[DATA PROVIDED — start]

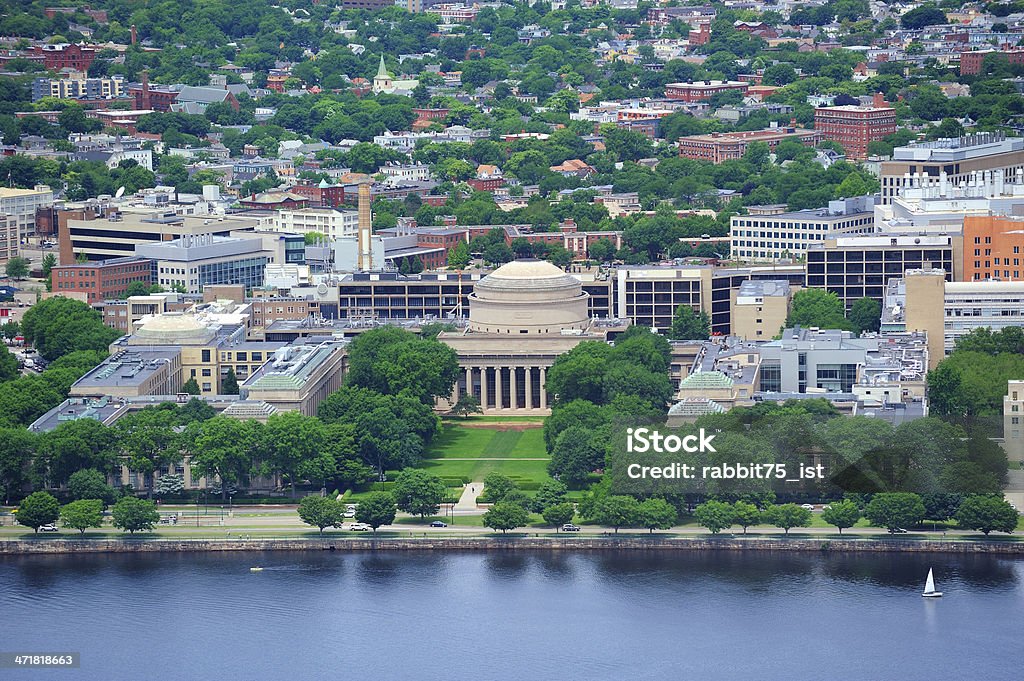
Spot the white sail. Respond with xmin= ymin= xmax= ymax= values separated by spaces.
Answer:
xmin=924 ymin=568 xmax=936 ymax=594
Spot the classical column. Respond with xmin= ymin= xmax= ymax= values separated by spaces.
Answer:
xmin=539 ymin=366 xmax=547 ymax=410
xmin=495 ymin=366 xmax=503 ymax=410
xmin=450 ymin=371 xmax=460 ymax=405
xmin=510 ymin=365 xmax=518 ymax=410
xmin=465 ymin=367 xmax=473 ymax=399
xmin=525 ymin=366 xmax=534 ymax=411
xmin=480 ymin=366 xmax=489 ymax=411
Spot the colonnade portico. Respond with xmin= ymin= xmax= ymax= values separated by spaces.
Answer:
xmin=450 ymin=362 xmax=551 ymax=413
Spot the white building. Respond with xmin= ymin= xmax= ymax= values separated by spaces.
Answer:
xmin=730 ymin=196 xmax=877 ymax=261
xmin=274 ymin=208 xmax=359 ymax=241
xmin=379 ymin=163 xmax=432 ymax=185
xmin=0 ymin=185 xmax=54 ymax=240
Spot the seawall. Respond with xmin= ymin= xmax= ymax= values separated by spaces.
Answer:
xmin=2 ymin=536 xmax=1024 ymax=555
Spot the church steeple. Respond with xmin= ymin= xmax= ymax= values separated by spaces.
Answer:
xmin=373 ymin=54 xmax=392 ymax=94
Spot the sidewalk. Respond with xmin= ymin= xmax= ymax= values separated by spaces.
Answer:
xmin=454 ymin=482 xmax=484 ymax=512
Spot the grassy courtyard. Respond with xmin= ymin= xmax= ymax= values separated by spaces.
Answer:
xmin=417 ymin=422 xmax=551 ymax=487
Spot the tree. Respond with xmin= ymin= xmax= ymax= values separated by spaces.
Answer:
xmin=181 ymin=377 xmax=200 ymax=395
xmin=355 ymin=492 xmax=397 ymax=534
xmin=15 ymin=491 xmax=59 ymax=532
xmin=68 ymin=468 xmax=116 ymax=507
xmin=0 ymin=427 xmax=34 ymax=504
xmin=448 ymin=241 xmax=470 ymax=268
xmin=5 ymin=256 xmax=30 ymax=280
xmin=482 ymin=500 xmax=530 ymax=533
xmin=450 ymin=393 xmax=482 ymax=418
xmin=0 ymin=346 xmax=18 ymax=383
xmin=821 ymin=499 xmax=861 ymax=534
xmin=669 ymin=305 xmax=710 ymax=340
xmin=261 ymin=411 xmax=325 ymax=498
xmin=297 ymin=495 xmax=344 ymax=535
xmin=594 ymin=495 xmax=641 ymax=534
xmin=955 ymin=495 xmax=1018 ymax=535
xmin=344 ymin=327 xmax=458 ymax=405
xmin=21 ymin=297 xmax=122 ymax=361
xmin=786 ymin=289 xmax=853 ymax=331
xmin=848 ymin=297 xmax=881 ymax=334
xmin=532 ymin=479 xmax=569 ymax=513
xmin=480 ymin=472 xmax=518 ymax=503
xmin=588 ymin=238 xmax=616 ymax=262
xmin=60 ymin=499 xmax=104 ymax=535
xmin=154 ymin=473 xmax=184 ymax=500
xmin=638 ymin=498 xmax=677 ymax=533
xmin=900 ymin=5 xmax=947 ymax=30
xmin=110 ymin=496 xmax=159 ymax=534
xmin=732 ymin=501 xmax=761 ymax=534
xmin=543 ymin=502 xmax=576 ymax=530
xmin=763 ymin=503 xmax=812 ymax=535
xmin=695 ymin=500 xmax=735 ymax=534
xmin=392 ymin=469 xmax=448 ymax=518
xmin=221 ymin=368 xmax=239 ymax=395
xmin=865 ymin=492 xmax=926 ymax=533
xmin=548 ymin=426 xmax=605 ymax=487
xmin=187 ymin=417 xmax=256 ymax=500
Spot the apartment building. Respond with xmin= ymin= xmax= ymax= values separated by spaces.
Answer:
xmin=677 ymin=126 xmax=822 ymax=164
xmin=665 ymin=80 xmax=749 ymax=102
xmin=814 ymin=96 xmax=896 ymax=160
xmin=275 ymin=207 xmax=359 ymax=241
xmin=31 ymin=74 xmax=126 ymax=101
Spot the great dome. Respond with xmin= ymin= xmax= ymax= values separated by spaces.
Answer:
xmin=468 ymin=259 xmax=589 ymax=335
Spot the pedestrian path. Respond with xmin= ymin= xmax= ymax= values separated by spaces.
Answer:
xmin=455 ymin=482 xmax=485 ymax=511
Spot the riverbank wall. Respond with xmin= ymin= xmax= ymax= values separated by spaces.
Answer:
xmin=3 ymin=536 xmax=1024 ymax=555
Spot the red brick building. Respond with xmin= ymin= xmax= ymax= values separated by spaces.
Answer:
xmin=51 ymin=256 xmax=152 ymax=304
xmin=813 ymin=94 xmax=896 ymax=160
xmin=665 ymin=80 xmax=749 ymax=102
xmin=130 ymin=72 xmax=177 ymax=112
xmin=678 ymin=127 xmax=822 ymax=164
xmin=31 ymin=43 xmax=96 ymax=71
xmin=290 ymin=181 xmax=346 ymax=208
xmin=960 ymin=49 xmax=1024 ymax=75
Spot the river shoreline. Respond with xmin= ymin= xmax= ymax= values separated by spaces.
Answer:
xmin=2 ymin=536 xmax=1023 ymax=555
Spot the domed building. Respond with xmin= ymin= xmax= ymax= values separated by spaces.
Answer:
xmin=468 ymin=259 xmax=590 ymax=335
xmin=440 ymin=259 xmax=627 ymax=415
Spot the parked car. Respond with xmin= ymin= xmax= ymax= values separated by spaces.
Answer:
xmin=801 ymin=504 xmax=815 ymax=511
xmin=561 ymin=524 xmax=581 ymax=532
xmin=348 ymin=523 xmax=371 ymax=531
xmin=429 ymin=520 xmax=447 ymax=527
xmin=344 ymin=510 xmax=356 ymax=518
xmin=39 ymin=524 xmax=59 ymax=532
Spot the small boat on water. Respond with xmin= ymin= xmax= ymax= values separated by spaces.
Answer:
xmin=922 ymin=568 xmax=942 ymax=597
xmin=250 ymin=567 xmax=264 ymax=572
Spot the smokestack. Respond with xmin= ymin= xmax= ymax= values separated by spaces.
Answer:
xmin=141 ymin=70 xmax=150 ymax=110
xmin=357 ymin=181 xmax=372 ymax=271
xmin=130 ymin=24 xmax=137 ymax=45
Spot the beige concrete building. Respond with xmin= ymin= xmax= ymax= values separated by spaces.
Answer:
xmin=241 ymin=342 xmax=348 ymax=416
xmin=730 ymin=280 xmax=791 ymax=340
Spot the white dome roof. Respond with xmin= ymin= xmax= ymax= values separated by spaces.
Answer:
xmin=478 ymin=259 xmax=578 ymax=291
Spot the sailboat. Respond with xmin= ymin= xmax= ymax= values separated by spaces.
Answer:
xmin=922 ymin=568 xmax=942 ymax=598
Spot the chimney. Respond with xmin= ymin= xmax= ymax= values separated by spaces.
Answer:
xmin=130 ymin=24 xmax=137 ymax=45
xmin=357 ymin=181 xmax=372 ymax=271
xmin=872 ymin=92 xmax=886 ymax=108
xmin=141 ymin=70 xmax=150 ymax=110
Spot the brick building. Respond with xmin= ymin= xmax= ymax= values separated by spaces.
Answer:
xmin=51 ymin=257 xmax=153 ymax=304
xmin=290 ymin=181 xmax=346 ymax=208
xmin=963 ymin=215 xmax=1024 ymax=281
xmin=813 ymin=94 xmax=896 ymax=160
xmin=960 ymin=49 xmax=1024 ymax=76
xmin=678 ymin=126 xmax=822 ymax=164
xmin=31 ymin=43 xmax=96 ymax=71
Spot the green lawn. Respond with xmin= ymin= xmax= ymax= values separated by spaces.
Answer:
xmin=416 ymin=423 xmax=551 ymax=485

[DATA PROVIDED — finish]

GOAL OF THE EXERCISE: Please transcribe, word for word, every line from the first line of the records above through the line containing "Spot the classical", and leave out any pictures.

RESULT OF THIS TASK:
Spot the white sail. Respond with xmin= ymin= xmax= ymax= values separated by spaces.
Answer:
xmin=924 ymin=568 xmax=936 ymax=594
Spot the classical column. Respond with xmin= ymin= xmax= ymax= values separated by spaces.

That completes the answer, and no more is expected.